> _STORED DATA_
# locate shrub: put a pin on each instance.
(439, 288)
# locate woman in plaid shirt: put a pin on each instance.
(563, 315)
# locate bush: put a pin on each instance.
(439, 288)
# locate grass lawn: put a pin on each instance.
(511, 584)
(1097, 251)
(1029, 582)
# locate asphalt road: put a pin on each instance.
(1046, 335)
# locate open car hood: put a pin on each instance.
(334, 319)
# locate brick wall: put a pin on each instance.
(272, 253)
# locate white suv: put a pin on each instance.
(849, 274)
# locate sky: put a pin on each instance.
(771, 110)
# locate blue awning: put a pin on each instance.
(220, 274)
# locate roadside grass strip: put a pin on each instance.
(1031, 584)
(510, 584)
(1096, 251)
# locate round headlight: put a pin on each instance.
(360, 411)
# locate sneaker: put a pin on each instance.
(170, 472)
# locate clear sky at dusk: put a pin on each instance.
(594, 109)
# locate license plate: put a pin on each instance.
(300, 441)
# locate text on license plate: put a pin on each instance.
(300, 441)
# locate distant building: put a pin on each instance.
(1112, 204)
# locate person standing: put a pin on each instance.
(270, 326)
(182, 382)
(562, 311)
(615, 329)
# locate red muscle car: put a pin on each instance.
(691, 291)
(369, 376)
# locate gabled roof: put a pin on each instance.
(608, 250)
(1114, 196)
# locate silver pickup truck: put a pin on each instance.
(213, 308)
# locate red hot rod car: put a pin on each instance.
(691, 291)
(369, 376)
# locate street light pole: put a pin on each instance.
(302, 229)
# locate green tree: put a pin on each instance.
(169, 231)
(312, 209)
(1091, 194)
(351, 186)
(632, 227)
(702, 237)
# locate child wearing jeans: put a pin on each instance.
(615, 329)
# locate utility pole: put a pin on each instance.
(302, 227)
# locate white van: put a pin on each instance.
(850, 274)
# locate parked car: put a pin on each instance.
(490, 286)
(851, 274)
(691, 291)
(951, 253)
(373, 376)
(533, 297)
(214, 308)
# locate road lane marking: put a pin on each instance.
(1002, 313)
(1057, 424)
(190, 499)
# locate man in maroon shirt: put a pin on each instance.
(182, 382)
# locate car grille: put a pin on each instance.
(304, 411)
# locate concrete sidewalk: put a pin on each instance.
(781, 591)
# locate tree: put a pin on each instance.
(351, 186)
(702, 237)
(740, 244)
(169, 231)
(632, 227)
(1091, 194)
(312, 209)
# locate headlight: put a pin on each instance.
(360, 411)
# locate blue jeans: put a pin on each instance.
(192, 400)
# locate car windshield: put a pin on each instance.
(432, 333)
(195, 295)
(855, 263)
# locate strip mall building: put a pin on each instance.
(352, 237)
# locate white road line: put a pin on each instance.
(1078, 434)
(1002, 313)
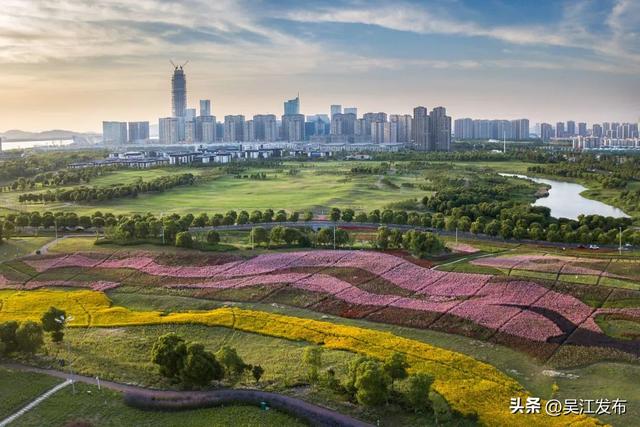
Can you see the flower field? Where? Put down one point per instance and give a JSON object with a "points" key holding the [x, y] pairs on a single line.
{"points": [[525, 314], [470, 386]]}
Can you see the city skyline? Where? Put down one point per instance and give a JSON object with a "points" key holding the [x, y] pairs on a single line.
{"points": [[507, 61]]}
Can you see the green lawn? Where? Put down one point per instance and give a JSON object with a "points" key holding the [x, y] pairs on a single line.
{"points": [[106, 408], [20, 246], [19, 388]]}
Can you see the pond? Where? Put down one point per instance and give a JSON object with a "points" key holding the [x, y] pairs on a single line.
{"points": [[565, 200]]}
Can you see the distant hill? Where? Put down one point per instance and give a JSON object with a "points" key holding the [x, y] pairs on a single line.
{"points": [[15, 134]]}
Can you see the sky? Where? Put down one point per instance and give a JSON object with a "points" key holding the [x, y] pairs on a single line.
{"points": [[70, 64]]}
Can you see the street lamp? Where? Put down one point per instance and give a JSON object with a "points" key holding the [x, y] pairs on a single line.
{"points": [[63, 320]]}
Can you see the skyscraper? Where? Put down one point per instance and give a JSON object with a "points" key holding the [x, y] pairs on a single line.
{"points": [[335, 109], [138, 131], [169, 130], [234, 128], [546, 132], [440, 130], [351, 110], [293, 127], [114, 132], [205, 107], [292, 106], [178, 92], [420, 129]]}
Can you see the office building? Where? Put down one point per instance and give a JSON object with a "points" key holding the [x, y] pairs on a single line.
{"points": [[138, 131], [335, 109], [114, 132], [420, 129], [582, 129], [546, 132], [178, 92], [169, 130], [293, 127], [205, 107], [292, 106], [439, 130], [343, 124], [234, 128], [401, 127]]}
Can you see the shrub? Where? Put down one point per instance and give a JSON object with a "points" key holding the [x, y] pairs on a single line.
{"points": [[29, 337], [184, 240], [213, 238]]}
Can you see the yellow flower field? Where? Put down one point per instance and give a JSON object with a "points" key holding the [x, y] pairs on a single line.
{"points": [[470, 386]]}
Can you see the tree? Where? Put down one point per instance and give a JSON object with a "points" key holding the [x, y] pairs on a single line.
{"points": [[8, 336], [232, 363], [257, 372], [53, 322], [395, 366], [259, 235], [213, 238], [29, 337], [371, 384], [312, 357], [184, 239], [417, 394], [199, 366], [167, 352]]}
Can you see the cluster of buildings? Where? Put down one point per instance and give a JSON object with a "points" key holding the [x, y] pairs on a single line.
{"points": [[513, 130], [424, 131]]}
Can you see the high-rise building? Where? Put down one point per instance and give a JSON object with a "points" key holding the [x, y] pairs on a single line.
{"points": [[439, 130], [114, 132], [293, 127], [520, 129], [582, 129], [463, 128], [205, 107], [265, 128], [169, 130], [351, 110], [343, 124], [335, 109], [292, 106], [420, 129], [546, 132], [138, 131], [401, 131], [596, 130], [206, 129], [178, 92], [234, 128]]}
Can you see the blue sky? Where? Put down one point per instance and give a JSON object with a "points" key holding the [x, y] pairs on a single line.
{"points": [[74, 63]]}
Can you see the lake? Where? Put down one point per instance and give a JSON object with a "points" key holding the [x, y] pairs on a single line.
{"points": [[565, 200]]}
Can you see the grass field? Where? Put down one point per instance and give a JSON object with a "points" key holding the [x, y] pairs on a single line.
{"points": [[106, 408], [19, 388], [21, 246]]}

> _STATED TASK_
Every entry must be written out exactly, with all pictures left out.

> _SOLUTION TO THIS TASK_
# locate shrub: put a pin on each instance.
(439, 288)
# locate woman in plaid shirt: put a pin on each instance.
(563, 315)
# locate bush: put a pin on each instance.
(439, 288)
# locate grass lawn: put a pin on each instance.
(511, 584)
(1097, 251)
(1029, 582)
# locate asphalt road: put a pin on each instance.
(1046, 335)
# locate open car hood: put a pin on each instance.
(334, 319)
# locate brick wall: put a pin on each instance.
(272, 253)
# locate white suv: put a pin on each instance.
(849, 274)
# locate sky: put a pin on each instance.
(771, 110)
# locate blue awning: put a pin on each instance.
(220, 274)
# locate roadside grass strip: put a pin on each instance.
(1031, 584)
(510, 584)
(1096, 251)
# locate round headlight: put a pin on each instance.
(360, 411)
# locate sneaker: put a pin on each instance.
(170, 472)
# locate clear sky at dusk: put a pin on each instance.
(594, 109)
# locate license plate: put a pin on each instance.
(300, 441)
# locate text on license plate: put a pin on each instance.
(300, 441)
# locate distant building: put a pin on each instance.
(1112, 204)
# locate person standing: put a pin on each instance.
(270, 326)
(182, 382)
(562, 311)
(615, 329)
# locate red muscle car: put a pin on each instance.
(691, 291)
(369, 376)
# locate gabled roof: put a pin on each instance.
(608, 250)
(1114, 196)
# locate silver pickup truck: put a pin on each instance.
(213, 308)
# locate red hot rod car: put a pin on each instance.
(691, 291)
(369, 376)
# locate street light pole: put a pin on each instance.
(302, 229)
# locate green tree: put a pin on each instance.
(169, 231)
(312, 209)
(1091, 194)
(351, 186)
(632, 227)
(702, 237)
# locate child wearing jeans: put a pin on each instance.
(615, 329)
# locate utility pole: put a pin on each instance.
(302, 227)
# locate white van: put a pin on each instance.
(850, 274)
# locate parked car: put a pin on each instance.
(490, 286)
(851, 274)
(691, 291)
(951, 253)
(373, 376)
(533, 297)
(214, 308)
# locate road lane marking: put a pin on each instance.
(1002, 313)
(1057, 424)
(190, 499)
# locate man in maroon shirt: put a pin on each instance.
(182, 382)
# locate car grille: put a pin on each instance.
(304, 411)
# locate concrete sidewalk: put a pin on each instance.
(781, 591)
# locate tree: put a pin on each instance.
(351, 186)
(702, 237)
(740, 244)
(169, 231)
(632, 227)
(1091, 194)
(312, 209)
# locate headlight: put a pin on each instance.
(360, 411)
# locate blue jeans: put a pin on each instance.
(192, 400)
# locate car windshield: put a pin on each instance.
(432, 333)
(195, 295)
(855, 263)
# locate strip mall building: put a pin on each instance.
(352, 237)
# locate white road line: put a pin on each instance.
(1078, 434)
(1002, 313)
Can you see the flower field? Where? Put down one point per instance and give a JSON object with a "points" key holding the [x, y] pairs on a single line.
{"points": [[525, 314], [470, 386]]}
Can you see the city skyline? Where? Put down one point per instance and give a JSON object with a "points" key holding the [x, y] pairs on a single line.
{"points": [[507, 61]]}
Can you see the green lawn? Where? Put down one point per instance and give a JSON object with a "points" key holding the [x, y] pairs on a single line.
{"points": [[106, 408], [20, 246], [19, 388]]}
Can you see the pond? Where? Put down one point per instance and give a JSON object with a "points" key holding the [x, y] pairs on a single line.
{"points": [[565, 200]]}
Can you see the distant hill? Where? Put down one point per instance and give a JSON object with a "points" key holding the [x, y] pairs on a single line.
{"points": [[15, 134]]}
Can you see the sky? Where? Put down one point per instance and give a JSON object with a "points" key holding the [x, y] pairs on a single line.
{"points": [[70, 64]]}
Can you see the street lamp? Where? Put down one point per instance and give a JSON object with a "points" key holding the [x, y] pairs on a single line.
{"points": [[63, 320]]}
Can you see the skyscraper? Where? Put down one point per instance and give a JSON object with a "points" key holding the [x, y] pairs on a single line.
{"points": [[335, 109], [138, 131], [169, 130], [234, 128], [546, 132], [440, 130], [351, 110], [293, 127], [114, 132], [205, 107], [292, 106], [178, 92], [420, 129]]}
Can you see the office building? Where? Put down one point per instance and give a JSON object with a "points" key holding the [x, y] pairs on a single line.
{"points": [[138, 131], [335, 109], [114, 132], [420, 129], [582, 129], [546, 132], [178, 92], [169, 130], [293, 127], [205, 107], [292, 106], [439, 130], [343, 124], [234, 128], [401, 127]]}
Can you see the shrub? Where? Put down one point per instance and give a JSON object with a "points" key holding the [x, y] pairs on a single line.
{"points": [[29, 337], [184, 240], [213, 238]]}
Can you see the yellow flower field? Where? Put down one point per instance and give a JSON object with a "points" key holding the [x, y] pairs on a single line.
{"points": [[470, 386]]}
Can you see the tree? Where? Put down one point per instance and give a JSON object with a "points" key holding the [x, y] pairs on a single line.
{"points": [[8, 336], [232, 363], [257, 372], [53, 322], [395, 366], [259, 235], [213, 238], [29, 337], [371, 384], [312, 357], [184, 239], [417, 394], [199, 366], [167, 352]]}
Can you see the cluster of buildings? Where? Put down one point per instance and give a JSON object with a "points" key holding the [x, y] pairs on a single line.
{"points": [[513, 130], [424, 131]]}
Can you see the high-rise building? Where? Put down one point per instance and give a JSON object with a "points" key holding the [x, y] pairs on a single line.
{"points": [[439, 130], [114, 132], [293, 127], [520, 129], [582, 129], [463, 128], [205, 107], [265, 128], [169, 130], [351, 110], [343, 124], [335, 109], [292, 106], [420, 129], [546, 132], [138, 131], [401, 131], [596, 130], [206, 129], [178, 92], [234, 128]]}
Can you see the blue sky? Where? Put down one point per instance and give a JSON object with a "points" key holding the [x, y] pairs on a single line.
{"points": [[74, 63]]}
Can you see the lake? Where? Put down one point per instance and give a JSON object with a "points" key holding the [x, y] pairs on a single line.
{"points": [[565, 200]]}
Can you see the grass field? Where? Put down one point per instance and give a JSON object with a "points" key holding the [x, y] pairs on a single line.
{"points": [[106, 408], [19, 388], [21, 246]]}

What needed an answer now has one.